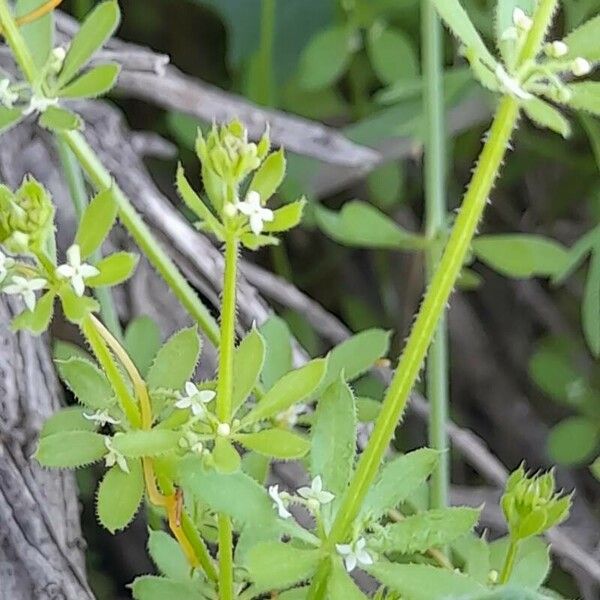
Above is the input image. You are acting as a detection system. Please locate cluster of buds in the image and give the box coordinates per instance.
[501,465,571,540]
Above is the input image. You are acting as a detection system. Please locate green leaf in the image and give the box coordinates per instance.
[299,27,352,90]
[362,448,438,520]
[176,163,223,240]
[35,431,107,469]
[40,406,97,438]
[11,291,56,335]
[15,0,54,69]
[548,417,600,466]
[146,327,202,390]
[522,96,571,138]
[248,149,285,204]
[56,356,114,410]
[125,316,160,377]
[367,563,485,600]
[310,374,356,500]
[39,106,83,132]
[75,188,117,260]
[235,429,310,459]
[148,530,191,581]
[86,252,139,287]
[321,329,390,389]
[57,0,121,87]
[473,233,568,279]
[263,198,306,233]
[231,329,266,412]
[58,63,121,98]
[259,316,293,390]
[432,0,496,66]
[96,460,144,533]
[367,25,419,84]
[382,507,480,554]
[564,15,600,61]
[112,429,181,458]
[245,542,321,592]
[315,200,426,250]
[243,358,327,425]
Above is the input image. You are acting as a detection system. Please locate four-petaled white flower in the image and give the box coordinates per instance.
[83,409,121,427]
[175,381,216,417]
[0,251,15,283]
[4,275,48,311]
[0,79,19,108]
[23,94,58,117]
[235,190,274,235]
[104,437,129,473]
[298,475,335,504]
[335,538,373,573]
[56,244,100,297]
[269,485,292,519]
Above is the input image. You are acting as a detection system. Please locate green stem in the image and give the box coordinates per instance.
[421,0,450,508]
[56,139,123,341]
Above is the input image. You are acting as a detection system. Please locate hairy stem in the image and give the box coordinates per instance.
[421,0,450,508]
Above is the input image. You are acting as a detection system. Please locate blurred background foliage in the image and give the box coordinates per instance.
[57,0,600,598]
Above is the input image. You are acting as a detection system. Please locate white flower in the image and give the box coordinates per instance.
[83,409,121,427]
[513,7,533,31]
[0,251,15,283]
[56,244,100,297]
[298,475,335,504]
[235,190,274,235]
[571,56,592,77]
[23,94,58,117]
[269,485,292,519]
[496,65,533,100]
[335,538,373,573]
[0,79,19,108]
[4,275,48,311]
[104,437,129,473]
[175,381,216,417]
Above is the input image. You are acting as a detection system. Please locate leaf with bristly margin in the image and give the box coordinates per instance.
[176,163,224,240]
[361,448,438,520]
[315,200,427,250]
[124,315,161,377]
[40,406,98,438]
[11,291,56,335]
[56,356,115,410]
[381,506,480,554]
[472,233,568,279]
[56,0,121,88]
[85,252,139,288]
[35,431,107,469]
[96,460,144,533]
[259,316,293,390]
[299,27,352,90]
[75,188,117,260]
[432,0,496,66]
[310,373,356,501]
[146,327,202,390]
[148,529,192,581]
[321,329,390,389]
[563,15,600,61]
[112,429,181,458]
[366,563,485,600]
[180,456,277,527]
[231,328,266,412]
[263,198,306,233]
[522,96,571,138]
[244,542,322,592]
[234,429,310,460]
[58,63,121,98]
[243,358,327,425]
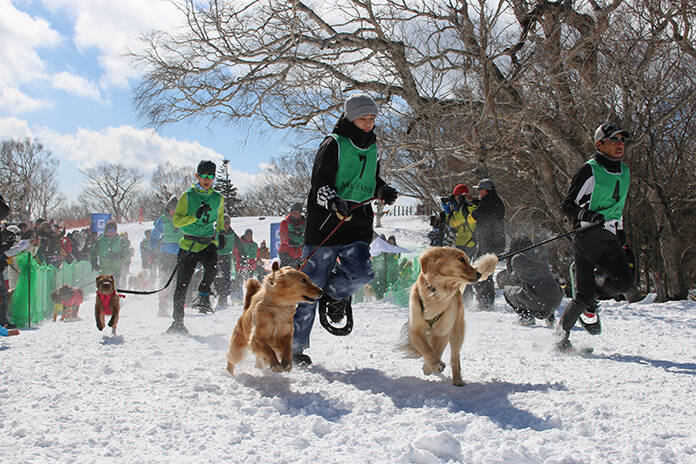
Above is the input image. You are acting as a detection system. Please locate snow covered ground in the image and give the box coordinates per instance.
[0,217,696,464]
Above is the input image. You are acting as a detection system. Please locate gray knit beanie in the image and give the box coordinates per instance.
[343,93,379,122]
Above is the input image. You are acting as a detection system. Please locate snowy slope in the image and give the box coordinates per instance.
[0,217,696,464]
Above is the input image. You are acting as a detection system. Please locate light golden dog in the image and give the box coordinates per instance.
[400,247,498,386]
[226,262,321,374]
[94,274,121,336]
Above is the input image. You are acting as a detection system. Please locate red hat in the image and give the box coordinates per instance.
[452,184,469,196]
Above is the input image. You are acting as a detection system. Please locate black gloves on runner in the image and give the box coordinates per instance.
[196,203,210,219]
[377,184,399,205]
[578,208,604,224]
[329,197,353,221]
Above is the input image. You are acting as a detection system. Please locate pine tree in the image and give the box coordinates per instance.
[213,159,242,216]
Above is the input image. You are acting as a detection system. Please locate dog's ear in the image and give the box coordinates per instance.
[418,251,434,274]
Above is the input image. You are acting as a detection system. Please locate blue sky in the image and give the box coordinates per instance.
[0,0,291,199]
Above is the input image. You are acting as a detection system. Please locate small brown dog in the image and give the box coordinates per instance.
[51,285,84,322]
[226,262,321,375]
[94,274,121,336]
[400,247,498,386]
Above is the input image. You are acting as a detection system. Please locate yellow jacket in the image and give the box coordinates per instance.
[449,205,476,248]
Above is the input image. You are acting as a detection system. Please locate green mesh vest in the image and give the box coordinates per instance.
[181,188,222,237]
[331,134,377,202]
[587,159,631,220]
[162,214,183,243]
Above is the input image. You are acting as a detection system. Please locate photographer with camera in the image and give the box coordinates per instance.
[167,160,226,334]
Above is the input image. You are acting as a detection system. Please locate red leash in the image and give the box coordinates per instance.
[297,198,376,271]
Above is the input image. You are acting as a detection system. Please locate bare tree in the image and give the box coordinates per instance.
[150,162,196,201]
[80,164,142,222]
[134,0,696,298]
[0,138,65,221]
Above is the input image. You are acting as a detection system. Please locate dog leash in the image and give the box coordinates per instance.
[297,198,375,337]
[497,222,602,261]
[297,198,375,271]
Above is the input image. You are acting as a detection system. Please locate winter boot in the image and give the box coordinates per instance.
[167,321,188,335]
[579,300,602,335]
[215,295,227,311]
[193,292,215,314]
[554,326,573,353]
[292,352,312,367]
[319,293,352,324]
[519,311,536,327]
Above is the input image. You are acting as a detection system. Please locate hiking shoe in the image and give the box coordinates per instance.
[167,321,188,335]
[554,337,573,353]
[215,295,227,311]
[518,312,536,327]
[580,311,602,335]
[319,293,352,324]
[192,293,215,314]
[292,353,312,367]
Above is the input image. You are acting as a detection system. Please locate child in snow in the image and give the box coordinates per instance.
[556,122,633,351]
[292,94,398,365]
[167,160,225,334]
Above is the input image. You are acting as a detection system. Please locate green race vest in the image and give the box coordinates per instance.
[162,214,183,243]
[180,187,222,237]
[331,134,377,202]
[587,159,631,220]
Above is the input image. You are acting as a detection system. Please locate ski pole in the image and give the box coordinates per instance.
[498,222,602,261]
[297,198,375,271]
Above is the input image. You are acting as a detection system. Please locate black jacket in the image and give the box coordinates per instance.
[471,190,505,256]
[304,116,384,246]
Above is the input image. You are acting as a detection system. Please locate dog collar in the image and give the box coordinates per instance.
[418,296,445,329]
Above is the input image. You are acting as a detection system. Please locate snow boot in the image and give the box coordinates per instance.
[192,292,215,314]
[579,300,602,335]
[554,327,573,353]
[518,311,536,327]
[167,321,188,335]
[215,295,227,311]
[318,293,353,337]
[292,353,312,367]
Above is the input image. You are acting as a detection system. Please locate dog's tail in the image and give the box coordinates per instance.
[244,278,261,311]
[395,322,421,358]
[472,253,498,280]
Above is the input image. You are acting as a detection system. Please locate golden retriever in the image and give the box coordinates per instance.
[226,262,321,375]
[94,274,121,336]
[400,247,498,386]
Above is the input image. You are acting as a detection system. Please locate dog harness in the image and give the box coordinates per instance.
[97,292,125,316]
[418,279,445,329]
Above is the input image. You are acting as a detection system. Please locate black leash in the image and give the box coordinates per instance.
[497,222,602,261]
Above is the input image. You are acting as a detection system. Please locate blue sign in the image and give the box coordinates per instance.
[89,214,111,235]
[271,222,280,259]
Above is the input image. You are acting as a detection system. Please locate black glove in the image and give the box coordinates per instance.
[330,197,353,221]
[196,203,210,219]
[377,184,399,205]
[578,208,604,224]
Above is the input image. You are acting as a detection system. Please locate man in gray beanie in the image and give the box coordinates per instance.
[292,94,398,365]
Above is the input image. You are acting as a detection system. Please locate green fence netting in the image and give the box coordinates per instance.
[353,253,420,307]
[10,252,97,327]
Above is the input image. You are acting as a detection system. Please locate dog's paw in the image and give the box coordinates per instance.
[271,364,285,372]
----------
**PROBLEM TO WORK ON**: Rewrite the data above, from its start through the line containing "[501,465,571,540]", with "cluster of buds" changed to "bunch of buds" and nothing else altered. Leave the pictures out of your answer.

**ANSWER FOR THE TASK**:
Above is the input image. You are acting as a detection system. Please locate bunch of buds in the image and give the box coordinates per instance.
[501,465,571,540]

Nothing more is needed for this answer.